* Begin *

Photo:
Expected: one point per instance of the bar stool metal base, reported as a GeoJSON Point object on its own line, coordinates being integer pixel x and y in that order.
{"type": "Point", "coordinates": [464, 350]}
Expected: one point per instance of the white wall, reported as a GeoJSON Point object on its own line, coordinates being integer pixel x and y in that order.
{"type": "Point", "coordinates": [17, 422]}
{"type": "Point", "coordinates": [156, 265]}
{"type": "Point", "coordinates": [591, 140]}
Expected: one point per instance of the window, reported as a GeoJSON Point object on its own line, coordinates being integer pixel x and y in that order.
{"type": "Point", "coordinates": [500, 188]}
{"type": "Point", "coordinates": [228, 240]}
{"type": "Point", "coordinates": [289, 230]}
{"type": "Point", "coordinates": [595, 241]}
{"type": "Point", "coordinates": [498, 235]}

* End *

Work required:
Print the whole listing again, exactly.

Response to this exercise:
Photo:
Expected: one point per instance of the bar stool metal base, reported as a GeoJSON Point object on its own line, coordinates being integer pixel x and y in that order.
{"type": "Point", "coordinates": [464, 350]}
Expected: one point per instance of the white wall, reported as a GeoJSON Point object on its own line, coordinates being integer pixel x and y in that order.
{"type": "Point", "coordinates": [17, 422]}
{"type": "Point", "coordinates": [156, 265]}
{"type": "Point", "coordinates": [591, 140]}
Expected: one point per instance of the window, reported as a GeoJSON Point object on its own line, coordinates being integer pixel x and y in that order.
{"type": "Point", "coordinates": [500, 188]}
{"type": "Point", "coordinates": [228, 240]}
{"type": "Point", "coordinates": [289, 230]}
{"type": "Point", "coordinates": [595, 241]}
{"type": "Point", "coordinates": [498, 235]}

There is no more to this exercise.